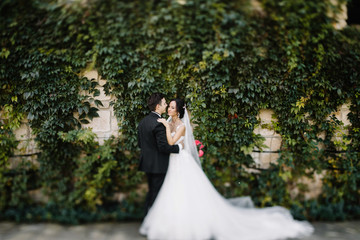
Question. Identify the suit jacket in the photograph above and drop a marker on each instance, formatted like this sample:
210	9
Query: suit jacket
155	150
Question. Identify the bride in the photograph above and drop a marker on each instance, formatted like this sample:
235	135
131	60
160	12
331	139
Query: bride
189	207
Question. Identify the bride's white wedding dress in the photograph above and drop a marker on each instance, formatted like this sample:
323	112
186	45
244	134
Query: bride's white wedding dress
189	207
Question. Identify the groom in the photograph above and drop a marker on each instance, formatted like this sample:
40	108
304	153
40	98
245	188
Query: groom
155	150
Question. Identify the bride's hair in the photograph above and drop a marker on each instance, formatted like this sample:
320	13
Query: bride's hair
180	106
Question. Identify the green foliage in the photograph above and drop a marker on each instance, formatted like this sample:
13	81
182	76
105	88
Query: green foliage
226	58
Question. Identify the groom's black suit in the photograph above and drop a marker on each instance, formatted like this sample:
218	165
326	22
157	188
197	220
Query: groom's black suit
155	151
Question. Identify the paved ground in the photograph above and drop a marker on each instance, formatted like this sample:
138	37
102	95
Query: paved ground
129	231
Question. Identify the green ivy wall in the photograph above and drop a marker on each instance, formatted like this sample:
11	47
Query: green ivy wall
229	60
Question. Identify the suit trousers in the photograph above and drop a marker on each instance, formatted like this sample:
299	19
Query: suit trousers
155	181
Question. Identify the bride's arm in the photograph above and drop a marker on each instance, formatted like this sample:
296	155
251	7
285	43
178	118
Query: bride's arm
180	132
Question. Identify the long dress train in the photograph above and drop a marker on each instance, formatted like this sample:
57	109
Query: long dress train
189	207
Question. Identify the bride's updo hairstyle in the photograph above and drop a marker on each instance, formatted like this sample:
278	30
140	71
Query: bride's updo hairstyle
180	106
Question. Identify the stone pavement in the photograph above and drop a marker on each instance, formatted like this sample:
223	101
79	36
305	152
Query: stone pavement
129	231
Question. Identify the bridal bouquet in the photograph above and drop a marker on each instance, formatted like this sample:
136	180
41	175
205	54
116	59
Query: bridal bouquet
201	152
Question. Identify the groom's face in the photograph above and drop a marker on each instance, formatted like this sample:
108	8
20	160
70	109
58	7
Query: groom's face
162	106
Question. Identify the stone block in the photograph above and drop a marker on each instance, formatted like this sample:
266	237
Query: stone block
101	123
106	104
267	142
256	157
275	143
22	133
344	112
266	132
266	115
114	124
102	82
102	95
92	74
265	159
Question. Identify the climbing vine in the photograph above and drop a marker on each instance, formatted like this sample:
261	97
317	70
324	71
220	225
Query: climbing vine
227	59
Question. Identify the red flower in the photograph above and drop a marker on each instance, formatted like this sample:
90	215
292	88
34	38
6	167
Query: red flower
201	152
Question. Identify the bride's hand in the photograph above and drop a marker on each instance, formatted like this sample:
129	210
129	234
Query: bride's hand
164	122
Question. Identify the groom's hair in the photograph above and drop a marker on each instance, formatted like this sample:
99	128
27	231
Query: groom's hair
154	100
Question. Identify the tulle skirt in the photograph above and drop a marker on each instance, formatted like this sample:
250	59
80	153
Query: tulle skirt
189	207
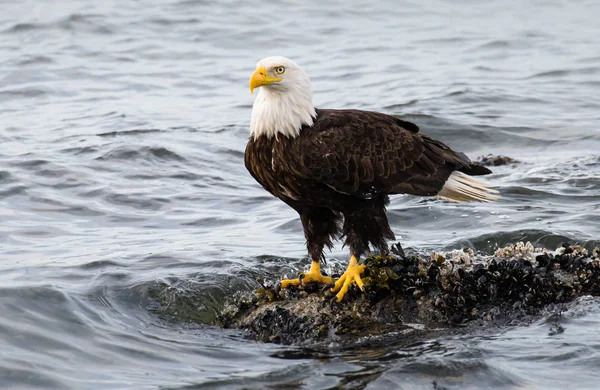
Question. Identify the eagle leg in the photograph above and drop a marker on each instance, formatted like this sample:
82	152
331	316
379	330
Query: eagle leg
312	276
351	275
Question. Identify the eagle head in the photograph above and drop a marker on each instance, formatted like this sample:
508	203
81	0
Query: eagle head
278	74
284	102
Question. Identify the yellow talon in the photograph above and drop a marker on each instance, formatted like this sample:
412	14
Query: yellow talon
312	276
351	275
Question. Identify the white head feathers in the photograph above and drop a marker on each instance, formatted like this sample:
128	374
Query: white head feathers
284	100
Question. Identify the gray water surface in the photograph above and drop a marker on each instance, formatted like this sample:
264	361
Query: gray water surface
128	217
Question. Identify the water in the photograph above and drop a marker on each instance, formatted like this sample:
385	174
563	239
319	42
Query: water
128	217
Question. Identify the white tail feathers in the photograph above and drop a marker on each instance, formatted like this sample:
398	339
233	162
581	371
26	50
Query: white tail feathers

────────────────────────────────────────

--- GIVEN PROBLEM ---
Can you give the listing above as a Markdown table with the columns No. and Line, starting with the line that contains "Question. Identify the climbing" and going on through the end of the listing? Number each row, drop blank lines, and leave the pictures out.

--- WRITTEN REPLY ---
| No. | Line |
|---|---|
| 1 | Question. Identify the climbing vine in the photograph above and drop a marker on each instance, formatted like this sample: |
| 2 | 261	97 |
| 3 | 317	70 |
| 4 | 324	71 |
| 5 | 220	225 |
| 6 | Query: climbing vine |
| 7 | 227	59 |
| 8 | Question. Identify the red flower in the photograph above and drop a marker on each instance, formatted like this sample: |
| 9 | 90	215 |
| 10 | 292	88 |
| 11 | 34	38 |
| 12 | 6	167 |
| 13 | Query: red flower |
| 14 | 201	152 |
| 15 | Question. Identify the bride's hand in the photograph above and drop a marker on each instance, formatted like this sample: |
| 16 | 129	210 |
| 17 | 129	234 |
| 18 | Query: bride's hand |
| 19 | 164	122 |
| 20 | Question. Identify the groom's hair in the photograph above and drop a marker on each instance, formatted like this sample: |
| 21 | 99	128 |
| 22 | 27	231 |
| 23 | Query: groom's hair |
| 24 | 154	100 |
| 25 | Question. Identify the tulle skirt in the photograph above and drop a marker on each instance, formatted like this sample: |
| 26 | 250	59 |
| 27 | 80	153 |
| 28 | Query: tulle skirt |
| 29 | 189	207 |
| 30 | Question. Identify the eagle leg in the photograph above and drop a marker on each instance, formatted like this sample: |
| 31 | 82	152 |
| 32 | 331	316 |
| 33 | 379	330 |
| 34 | Query: eagle leg |
| 35 | 312	276 |
| 36 | 351	275 |
| 37 | Question. Identify the eagle head in the photograph above and drop a marker on each instance, formatted like this sample: |
| 38 | 508	203 |
| 39 | 81	0 |
| 40 | Query: eagle head |
| 41 | 278	74 |
| 42 | 284	102 |
| 43 | Question. Identify the yellow talon in the photograph above and drop a marker on each instance, formatted like this sample: |
| 44 | 412	14 |
| 45 | Query: yellow talon |
| 46 | 312	276 |
| 47 | 351	275 |
| 48 | Question. Identify the white head feathers in the photograph above and drop a marker on each instance, formatted like this sample: |
| 49 | 128	374 |
| 50 | Query: white head feathers |
| 51 | 284	100 |
| 52 | Question. Identify the gray water surface in the photograph above and drop a marker on each instance, formatted like this sample: |
| 53 | 264	361 |
| 54 | Query: gray water surface |
| 55 | 128	217 |
| 56 | Question. Identify the water in the photograph above and drop a marker on each instance, formatted like this sample: |
| 57 | 385	174 |
| 58 | 563	239 |
| 59 | 319	42 |
| 60 | Query: water |
| 61 | 128	217 |
| 62 | Question. Identify the white tail feathers in the photograph above and drop a marker on each instance, formatted like this sample: |
| 63 | 398	339 |
| 64 | 233	162 |
| 65 | 581	371 |
| 66 | 26	50 |
| 67 | Query: white tail feathers |